Records contained in a dataset:
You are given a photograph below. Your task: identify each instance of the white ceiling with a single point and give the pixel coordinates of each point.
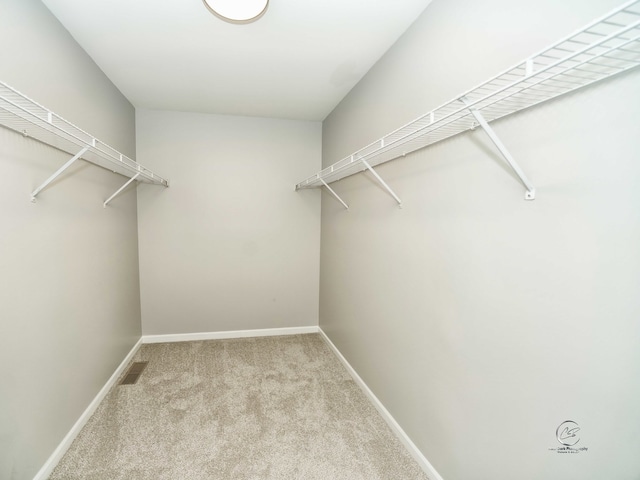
(298, 61)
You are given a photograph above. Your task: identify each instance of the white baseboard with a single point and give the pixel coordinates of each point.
(263, 332)
(395, 427)
(59, 452)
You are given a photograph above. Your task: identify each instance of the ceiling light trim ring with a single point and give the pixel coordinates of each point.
(237, 11)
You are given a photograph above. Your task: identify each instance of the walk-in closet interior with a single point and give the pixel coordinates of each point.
(412, 229)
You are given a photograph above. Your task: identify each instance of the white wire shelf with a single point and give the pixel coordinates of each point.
(606, 47)
(18, 112)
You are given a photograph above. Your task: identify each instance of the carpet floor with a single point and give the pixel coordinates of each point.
(240, 409)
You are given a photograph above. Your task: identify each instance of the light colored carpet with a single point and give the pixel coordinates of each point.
(242, 409)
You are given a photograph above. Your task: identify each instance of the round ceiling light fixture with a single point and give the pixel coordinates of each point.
(237, 11)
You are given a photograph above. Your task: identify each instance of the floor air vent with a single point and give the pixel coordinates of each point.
(133, 373)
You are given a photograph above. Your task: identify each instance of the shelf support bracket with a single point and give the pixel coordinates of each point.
(57, 173)
(382, 182)
(334, 194)
(531, 190)
(120, 190)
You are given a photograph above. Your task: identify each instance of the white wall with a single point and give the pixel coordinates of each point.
(483, 321)
(230, 245)
(69, 287)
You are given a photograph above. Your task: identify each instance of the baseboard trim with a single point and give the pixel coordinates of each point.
(263, 332)
(66, 442)
(395, 427)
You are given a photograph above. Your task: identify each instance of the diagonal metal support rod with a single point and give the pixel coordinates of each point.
(57, 174)
(531, 190)
(382, 182)
(334, 194)
(120, 190)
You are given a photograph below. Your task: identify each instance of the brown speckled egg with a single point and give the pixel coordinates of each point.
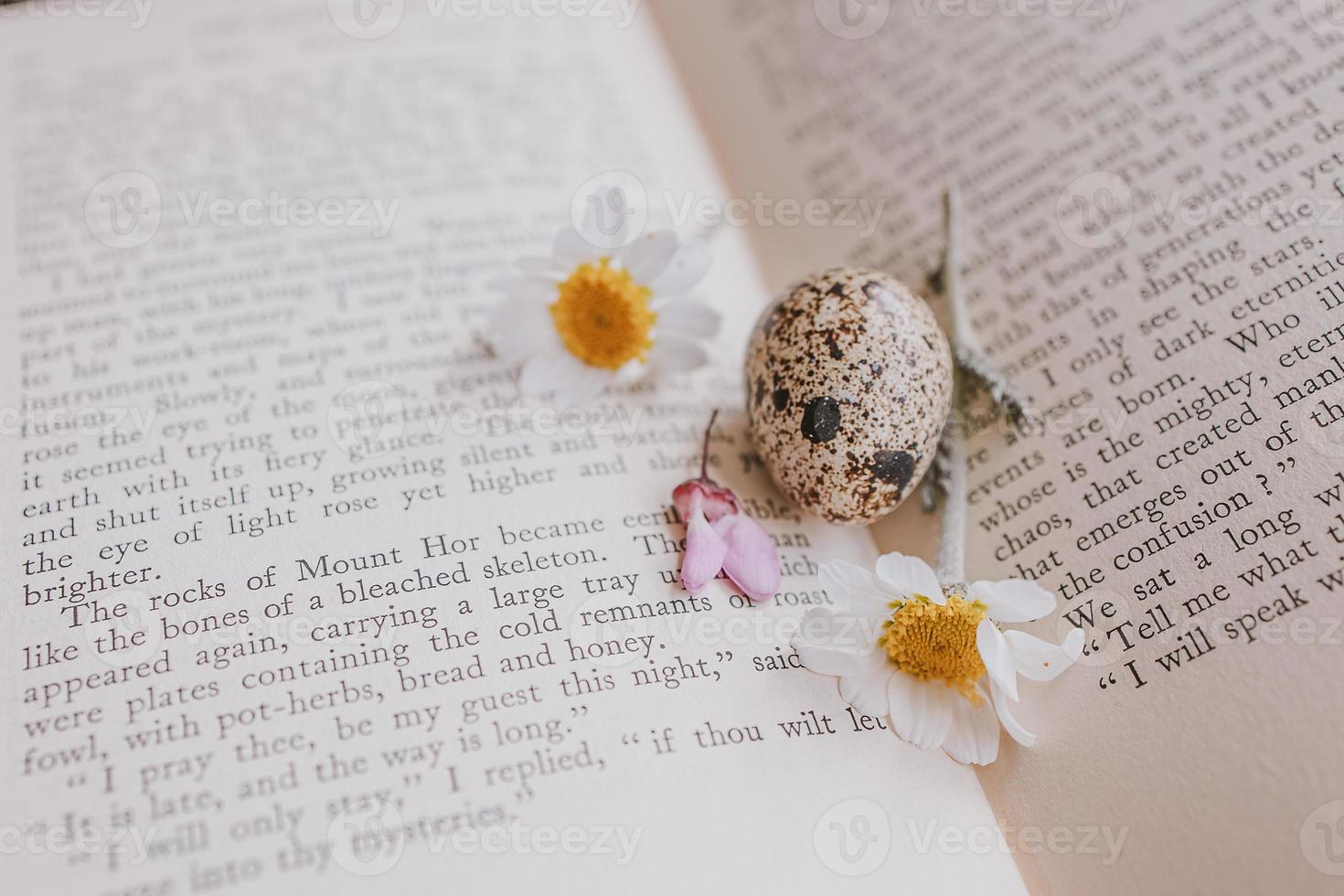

▸ **WHAT THIS TASK INVOLVES**: A verbatim printout of the entries above is expected, free of pictures.

▸ **SOLUTION TO THE PROBLEM**:
You are given a photograph below. Your task: identify each instance of the white ceiling with a single point and give the pixel coordinates of each point.
(298, 61)
You are given a photograph above. Your task: identify each instance of the white baseboard with a single point and give the pixel coordinates of each point.
(263, 332)
(395, 427)
(59, 452)
You are given a photograph above. Your task: identify each instance of the ceiling light trim ring with a single point and give the pixel coordinates of each point.
(237, 11)
You are given a photograph above. Your task: identify each instance of the walk-in closet interior with a single point and give the pixel coordinates of each point.
(412, 229)
You are given a photograph above. Your task: identify each instance of the white wire shelf with a single point and give the pixel coordinates of each point.
(606, 47)
(18, 112)
You are given a photograph above. Your task: identify each instance of the carpet floor with a single point and give the pixel coordinates of each point.
(240, 409)
You are given a photograph above. Your task: identify each instance of the light colored carpet with a single point and give the pixel coordinates of each point.
(242, 409)
You are given a photograph above. Your task: identify each instance of the round ceiling light fixture with a single point and give the pixel coordinates of each point.
(237, 11)
You are given a photograph above. Your task: identify each instance of the floor air vent with a single point and give the pixel coordinates of each point.
(133, 373)
You are given a photograph above. Your task: identify each instance of the shelf support bracket with a single point and give the pixel coordinates of each point.
(57, 173)
(382, 182)
(334, 194)
(531, 190)
(120, 190)
You are given a photograph above. Your task: identify each instance of the white wall with a single point and give the pixel coordinates of each point.
(483, 321)
(230, 245)
(69, 287)
You are given a photograph above. Your task: identify each instance of the baseboard trim with a single point and give the pixel coordinates of each point.
(263, 332)
(66, 442)
(395, 427)
You are given a photograph above. Your task: identify each instance of the diagonal metal support rod with a single point and give the pixel coordinates of each point.
(57, 174)
(531, 190)
(382, 182)
(334, 194)
(120, 190)
You are given a photograph below. Your task: identify each instance of the brown speckled egg with a single point and give the pixel coordinates of each point.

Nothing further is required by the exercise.